> **Written problem**
With the line containing "Q: Indicate one point per instance of the fishing rod" as the first line and the last line of the records as the final one, reproduce that range exactly.

(Records from a dataset)
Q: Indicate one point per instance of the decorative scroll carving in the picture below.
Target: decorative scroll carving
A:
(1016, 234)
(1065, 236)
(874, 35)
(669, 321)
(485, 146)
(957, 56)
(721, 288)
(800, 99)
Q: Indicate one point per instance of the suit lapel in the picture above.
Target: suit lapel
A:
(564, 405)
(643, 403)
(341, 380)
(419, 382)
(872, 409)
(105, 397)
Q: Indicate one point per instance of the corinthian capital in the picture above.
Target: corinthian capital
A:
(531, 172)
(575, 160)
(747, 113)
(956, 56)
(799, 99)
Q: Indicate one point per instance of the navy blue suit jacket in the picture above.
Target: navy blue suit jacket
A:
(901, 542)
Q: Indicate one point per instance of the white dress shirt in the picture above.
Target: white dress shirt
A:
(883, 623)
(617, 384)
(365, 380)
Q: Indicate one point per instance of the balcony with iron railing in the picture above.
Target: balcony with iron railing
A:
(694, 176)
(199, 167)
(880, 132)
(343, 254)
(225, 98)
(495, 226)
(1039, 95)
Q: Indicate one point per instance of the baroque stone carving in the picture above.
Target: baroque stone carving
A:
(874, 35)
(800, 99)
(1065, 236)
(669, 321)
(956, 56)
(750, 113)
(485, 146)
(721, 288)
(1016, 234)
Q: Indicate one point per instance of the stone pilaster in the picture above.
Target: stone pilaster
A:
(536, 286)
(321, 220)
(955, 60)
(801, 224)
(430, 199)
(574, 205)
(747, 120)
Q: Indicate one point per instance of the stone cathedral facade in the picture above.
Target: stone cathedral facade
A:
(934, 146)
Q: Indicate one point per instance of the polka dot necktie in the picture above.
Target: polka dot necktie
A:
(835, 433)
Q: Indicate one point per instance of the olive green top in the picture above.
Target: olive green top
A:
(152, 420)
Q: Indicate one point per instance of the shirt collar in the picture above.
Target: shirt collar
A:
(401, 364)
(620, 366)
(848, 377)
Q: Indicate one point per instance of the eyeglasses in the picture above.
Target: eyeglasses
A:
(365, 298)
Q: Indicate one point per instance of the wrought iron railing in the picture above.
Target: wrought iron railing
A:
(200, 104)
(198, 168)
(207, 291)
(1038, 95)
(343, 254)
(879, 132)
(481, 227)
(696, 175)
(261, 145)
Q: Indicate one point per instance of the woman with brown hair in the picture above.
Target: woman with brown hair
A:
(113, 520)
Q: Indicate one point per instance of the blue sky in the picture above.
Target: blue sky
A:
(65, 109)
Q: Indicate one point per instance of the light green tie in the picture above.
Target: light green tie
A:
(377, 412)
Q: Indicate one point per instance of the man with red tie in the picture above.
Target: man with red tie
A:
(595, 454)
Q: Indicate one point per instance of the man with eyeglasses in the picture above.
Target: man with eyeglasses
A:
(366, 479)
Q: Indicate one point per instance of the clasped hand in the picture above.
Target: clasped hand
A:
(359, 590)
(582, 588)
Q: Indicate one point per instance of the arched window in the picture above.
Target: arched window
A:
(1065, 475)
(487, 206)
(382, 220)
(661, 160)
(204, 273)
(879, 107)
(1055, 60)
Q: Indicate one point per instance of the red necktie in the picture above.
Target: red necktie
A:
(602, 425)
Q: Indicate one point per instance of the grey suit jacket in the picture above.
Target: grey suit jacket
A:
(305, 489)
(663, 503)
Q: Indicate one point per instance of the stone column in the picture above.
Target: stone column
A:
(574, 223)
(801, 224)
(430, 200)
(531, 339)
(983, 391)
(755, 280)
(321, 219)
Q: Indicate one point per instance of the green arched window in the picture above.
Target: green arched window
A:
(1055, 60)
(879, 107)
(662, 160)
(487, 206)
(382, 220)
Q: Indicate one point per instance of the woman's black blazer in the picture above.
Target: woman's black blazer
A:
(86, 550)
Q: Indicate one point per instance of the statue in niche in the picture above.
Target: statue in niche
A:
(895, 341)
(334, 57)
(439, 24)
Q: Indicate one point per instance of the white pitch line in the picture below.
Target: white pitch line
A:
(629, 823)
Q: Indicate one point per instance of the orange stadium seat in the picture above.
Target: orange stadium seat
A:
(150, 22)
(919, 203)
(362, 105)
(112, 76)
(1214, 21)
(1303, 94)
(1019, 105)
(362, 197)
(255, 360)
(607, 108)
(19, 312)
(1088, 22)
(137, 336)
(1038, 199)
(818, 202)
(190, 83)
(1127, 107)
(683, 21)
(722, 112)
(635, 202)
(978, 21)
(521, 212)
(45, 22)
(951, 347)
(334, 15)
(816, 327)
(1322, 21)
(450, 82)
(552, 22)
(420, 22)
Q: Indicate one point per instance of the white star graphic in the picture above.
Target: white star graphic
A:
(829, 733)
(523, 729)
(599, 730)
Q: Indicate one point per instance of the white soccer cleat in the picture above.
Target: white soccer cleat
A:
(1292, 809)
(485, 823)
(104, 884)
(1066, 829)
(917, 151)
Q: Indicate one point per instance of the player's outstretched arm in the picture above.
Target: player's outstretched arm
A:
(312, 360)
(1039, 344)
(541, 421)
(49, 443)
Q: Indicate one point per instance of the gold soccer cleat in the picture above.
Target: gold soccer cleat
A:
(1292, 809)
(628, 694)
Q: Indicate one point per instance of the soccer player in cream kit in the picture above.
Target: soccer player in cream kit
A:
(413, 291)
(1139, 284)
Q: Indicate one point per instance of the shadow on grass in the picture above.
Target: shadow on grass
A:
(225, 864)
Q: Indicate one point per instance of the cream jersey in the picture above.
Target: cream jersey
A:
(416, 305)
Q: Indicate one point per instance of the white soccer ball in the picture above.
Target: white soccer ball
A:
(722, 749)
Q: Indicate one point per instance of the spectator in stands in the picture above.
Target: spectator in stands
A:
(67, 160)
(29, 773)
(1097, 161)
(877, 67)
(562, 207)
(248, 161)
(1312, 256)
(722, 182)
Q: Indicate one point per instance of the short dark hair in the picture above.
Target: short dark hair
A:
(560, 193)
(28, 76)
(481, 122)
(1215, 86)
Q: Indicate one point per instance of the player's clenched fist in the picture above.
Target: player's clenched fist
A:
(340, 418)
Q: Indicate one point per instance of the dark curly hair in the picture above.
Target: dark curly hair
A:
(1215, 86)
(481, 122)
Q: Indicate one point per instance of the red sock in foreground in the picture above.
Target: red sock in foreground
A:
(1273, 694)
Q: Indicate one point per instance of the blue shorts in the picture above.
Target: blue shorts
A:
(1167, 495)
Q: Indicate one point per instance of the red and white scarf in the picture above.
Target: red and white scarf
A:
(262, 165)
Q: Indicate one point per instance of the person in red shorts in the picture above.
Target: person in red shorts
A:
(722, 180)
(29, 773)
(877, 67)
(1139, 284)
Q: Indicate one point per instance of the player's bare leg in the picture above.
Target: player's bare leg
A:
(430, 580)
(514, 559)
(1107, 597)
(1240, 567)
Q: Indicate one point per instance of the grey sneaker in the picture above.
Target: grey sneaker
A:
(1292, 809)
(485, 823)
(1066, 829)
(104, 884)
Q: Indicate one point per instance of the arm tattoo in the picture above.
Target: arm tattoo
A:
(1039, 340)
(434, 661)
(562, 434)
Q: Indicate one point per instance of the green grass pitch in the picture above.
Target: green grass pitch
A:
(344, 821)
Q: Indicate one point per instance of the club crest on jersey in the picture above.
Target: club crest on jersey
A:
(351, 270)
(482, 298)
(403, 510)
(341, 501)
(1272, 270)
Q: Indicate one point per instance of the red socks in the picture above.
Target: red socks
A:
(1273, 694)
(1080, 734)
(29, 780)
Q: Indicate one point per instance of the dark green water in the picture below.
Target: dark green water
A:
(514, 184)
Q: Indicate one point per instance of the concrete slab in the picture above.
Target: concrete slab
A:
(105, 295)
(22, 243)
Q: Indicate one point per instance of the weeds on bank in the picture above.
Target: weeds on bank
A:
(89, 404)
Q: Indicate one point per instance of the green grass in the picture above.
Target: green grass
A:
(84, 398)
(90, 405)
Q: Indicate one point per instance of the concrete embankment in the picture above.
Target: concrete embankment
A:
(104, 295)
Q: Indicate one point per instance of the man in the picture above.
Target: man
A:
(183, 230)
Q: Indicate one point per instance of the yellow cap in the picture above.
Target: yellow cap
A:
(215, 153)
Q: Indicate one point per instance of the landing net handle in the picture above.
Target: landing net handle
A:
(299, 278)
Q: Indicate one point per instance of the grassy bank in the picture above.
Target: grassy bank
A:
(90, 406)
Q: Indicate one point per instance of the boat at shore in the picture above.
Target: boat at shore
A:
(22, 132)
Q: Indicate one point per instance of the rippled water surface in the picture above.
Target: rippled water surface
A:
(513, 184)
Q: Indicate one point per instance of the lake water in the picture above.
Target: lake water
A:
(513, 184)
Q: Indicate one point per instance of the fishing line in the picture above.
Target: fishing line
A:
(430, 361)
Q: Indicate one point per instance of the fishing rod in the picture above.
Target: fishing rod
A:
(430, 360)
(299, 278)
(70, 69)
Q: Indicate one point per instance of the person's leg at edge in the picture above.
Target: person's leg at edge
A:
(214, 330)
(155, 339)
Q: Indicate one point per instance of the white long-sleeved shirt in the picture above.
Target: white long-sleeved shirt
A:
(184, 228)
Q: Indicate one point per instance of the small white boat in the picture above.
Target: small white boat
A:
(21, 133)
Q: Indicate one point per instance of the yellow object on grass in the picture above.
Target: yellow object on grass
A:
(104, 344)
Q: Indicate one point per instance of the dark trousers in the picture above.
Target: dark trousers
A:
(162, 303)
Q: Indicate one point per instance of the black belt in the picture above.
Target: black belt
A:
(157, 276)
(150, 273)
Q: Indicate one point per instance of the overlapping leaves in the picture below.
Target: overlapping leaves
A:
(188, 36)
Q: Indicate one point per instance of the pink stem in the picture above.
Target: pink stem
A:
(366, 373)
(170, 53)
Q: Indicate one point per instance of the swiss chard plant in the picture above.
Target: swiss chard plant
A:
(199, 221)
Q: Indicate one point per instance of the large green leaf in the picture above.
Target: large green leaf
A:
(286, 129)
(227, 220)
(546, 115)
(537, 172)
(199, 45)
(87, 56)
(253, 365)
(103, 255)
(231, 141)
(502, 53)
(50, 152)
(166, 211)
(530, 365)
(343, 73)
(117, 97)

> **Worked solution**
Q: Indicate one point per instance of the fishing rod in the picture above.
Target: fishing rod
A:
(430, 360)
(299, 278)
(70, 69)
Q: Indicate one point per instance of the person's leg at edge in the picture above.
Target: person's leg at edge
A:
(214, 330)
(155, 339)
Q: Indicate one point per instance of the white long-sleeved shirt in the picture above.
Target: white long-sleeved shirt
A:
(184, 228)
Q: Indicate one point per instance of the small white boat in the picture above.
Target: small white boat
A:
(21, 133)
Q: Indicate one point per instance of the yellow object on grass in the picture above.
Target: yellow object on grass
A:
(104, 344)
Q: Indicate one point per instance of the dark trousers in the picture above.
Target: dark trousers
A:
(162, 303)
Q: Indicate one point per instance of the black belt in the picture above.
Target: black belt
A:
(157, 276)
(150, 273)
Q: Indicate one point per instance of the overlapping leaves in the picture below.
Target: overlapping leaves
A:
(188, 36)
Q: Indicate one point per instance of the pink stem in the picture above.
Target: pink stem
A:
(366, 373)
(170, 53)
Q: Indicate one point per instance of the swiss chard plant in the picture above.
Target: swiss chard plant
A:
(199, 221)
Q: Indicate one point per instance of the large green leaf in the picture above.
Target: large green leaf
A:
(286, 129)
(227, 220)
(546, 115)
(537, 172)
(199, 45)
(87, 56)
(253, 365)
(103, 255)
(231, 141)
(502, 53)
(50, 152)
(166, 211)
(530, 365)
(343, 73)
(117, 97)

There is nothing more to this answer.